--- ЗАДАНИЕ 1 ---
Извлеките без изменений строки записей от их начала до строки, содержащей «positive clicks: (247, 164) (254, 167)», включительно.

Вена, Амстердам, Нью-Йорк, штаб-квартира ООН, штаб-квартира ЮНЕСКО в Париже, штаб-квартира НАТО в Брюсселе.
Но когда только поступило это предложение, я устроил скандал – никакой Москвы. Какая Москва, когда в Иркутске все мое счастье, футбольная команда, все друзья, я староста двора. Я был главный по расчистке катка и вообще отвечал за порядок в своем дворе – Зорро, несмотря на то, что дома был больше похож на Обломова, потому что все работало на меня: и бабушки, и дедушки, и гувернантки, и все-все остальное. Потом папа сказал, что в Москве я смогу смотреть матчи «Спартака» вживую, и я поменял свое мнение и решился поехать в Москву.
Я переехал в 1991 году и учился в Центральной музыкальной школе на окраине Москвы, а шпана, которая жила рядом, называла нас «музишинами» и била тех, кто ходил с виолончелями. Тогда я включил свое иркутское прошлое, стал играть с ними в футбол, так мы со многими подружились и общаемся до сих пор.
Мы выступали у папы римского шесть раз, практически свой абонемент в Ватикане был, но у меня всегда было недовольство собой, с самого детства я знал, что могу сделать лучше. И до сих пор рядом со мной находятся мои родители, которые не дают мне расслабиться. Вообще, очень важно иметь людей, которым ты веришь, кто может тебе в глаза сказать правду о твоей игре или о поступках. Мне с родителями очень повезло, они бросили все, чтобы переехать со мной в Москву, хотя на папе держалась вся музыкальная жизнь города Иркутска, а мама писала музыку ко всем театральным спектаклям. Бабушка продала свою квартиру-однушку и дала мне перед отъездом пятнадцать тысяч долларов, на которые мы жили первое время. Снимали однокомнатную квартиру, она была удивительная: с одной стороны был лифт, а с другой стороны жил очень обаятельный мужик, любивший частенько выпивать. Когда сосед напивался, он приходил и просил сыграть вальс из фильма «На семи ветрах», очень умилялся, плакал, выпивал и ложился спать.

--- ЗАДАНИЕ 2 ---
Измените в тексте о переезде в Москву «футбол» на «волейбол» и приведите фрагмент от «Я переехал в» до «до сих пор.» включительно.

--- ПРЕДОСТАВЛЕННЫЕ ЗАПИСИ ---
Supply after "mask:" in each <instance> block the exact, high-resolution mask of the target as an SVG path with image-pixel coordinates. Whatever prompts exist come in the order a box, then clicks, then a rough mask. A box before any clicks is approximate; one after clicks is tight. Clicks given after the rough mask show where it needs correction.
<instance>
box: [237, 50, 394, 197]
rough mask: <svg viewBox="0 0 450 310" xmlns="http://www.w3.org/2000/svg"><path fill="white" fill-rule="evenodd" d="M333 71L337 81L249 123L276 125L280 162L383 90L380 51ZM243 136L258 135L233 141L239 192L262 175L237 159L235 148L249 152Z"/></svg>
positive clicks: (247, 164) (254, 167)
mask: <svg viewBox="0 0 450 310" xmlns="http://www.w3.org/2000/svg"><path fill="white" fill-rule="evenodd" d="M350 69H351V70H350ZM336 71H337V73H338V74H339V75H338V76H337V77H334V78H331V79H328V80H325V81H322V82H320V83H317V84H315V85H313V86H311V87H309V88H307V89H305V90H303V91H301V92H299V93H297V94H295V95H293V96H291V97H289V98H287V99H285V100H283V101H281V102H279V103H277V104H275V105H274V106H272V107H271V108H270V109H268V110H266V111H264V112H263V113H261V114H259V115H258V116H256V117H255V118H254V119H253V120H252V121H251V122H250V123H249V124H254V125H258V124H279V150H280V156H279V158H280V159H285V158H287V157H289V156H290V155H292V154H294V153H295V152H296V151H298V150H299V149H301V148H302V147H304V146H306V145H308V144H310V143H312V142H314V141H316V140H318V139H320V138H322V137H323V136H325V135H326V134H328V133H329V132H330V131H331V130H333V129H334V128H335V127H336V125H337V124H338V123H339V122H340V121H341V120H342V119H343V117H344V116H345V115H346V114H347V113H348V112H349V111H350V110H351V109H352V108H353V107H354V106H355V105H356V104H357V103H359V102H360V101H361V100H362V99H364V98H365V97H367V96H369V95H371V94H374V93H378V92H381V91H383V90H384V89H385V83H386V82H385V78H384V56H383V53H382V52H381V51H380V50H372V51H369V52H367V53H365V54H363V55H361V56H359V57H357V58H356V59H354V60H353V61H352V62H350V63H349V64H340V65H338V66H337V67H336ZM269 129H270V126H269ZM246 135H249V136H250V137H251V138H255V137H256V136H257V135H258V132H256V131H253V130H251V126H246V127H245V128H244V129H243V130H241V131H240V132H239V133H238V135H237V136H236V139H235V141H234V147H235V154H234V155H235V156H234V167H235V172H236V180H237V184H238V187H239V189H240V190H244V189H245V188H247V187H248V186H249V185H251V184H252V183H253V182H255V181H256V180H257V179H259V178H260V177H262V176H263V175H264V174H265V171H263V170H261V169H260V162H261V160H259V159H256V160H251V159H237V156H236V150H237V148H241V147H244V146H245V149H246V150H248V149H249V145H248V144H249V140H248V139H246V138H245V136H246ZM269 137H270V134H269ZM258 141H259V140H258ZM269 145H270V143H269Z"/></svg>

--- ПОЛЕ ОТВЕТА 1 ---
Supply after "mask:" in each <instance> block the exact, high-resolution mask of the target as an SVG path with image-pixel coordinates. Whatever prompts exist come in the order a box, then clicks, then a rough mask. A box before any clicks is approximate; one after clicks is tight. Clicks given after the rough mask show where it needs correction.
<instance>
box: [237, 50, 394, 197]
rough mask: <svg viewBox="0 0 450 310" xmlns="http://www.w3.org/2000/svg"><path fill="white" fill-rule="evenodd" d="M333 71L337 81L249 123L276 125L280 162L383 90L380 51ZM243 136L258 135L233 141L239 192L262 175L237 159L235 148L249 152Z"/></svg>
positive clicks: (247, 164) (254, 167)

--- ПОЛЕ ОТВЕТА 2 ---
Я переехал в 1991 году и учился в Центральной музыкальной школе на окраине Москвы, а шпана, которая жила рядом, называла нас «музишинами» и била тех, кто ходил с виолончелями. Тогда я включил свое иркутское прошлое, стал играть с ними в волейбол, так мы со многими подружились и общаемся до сих пор.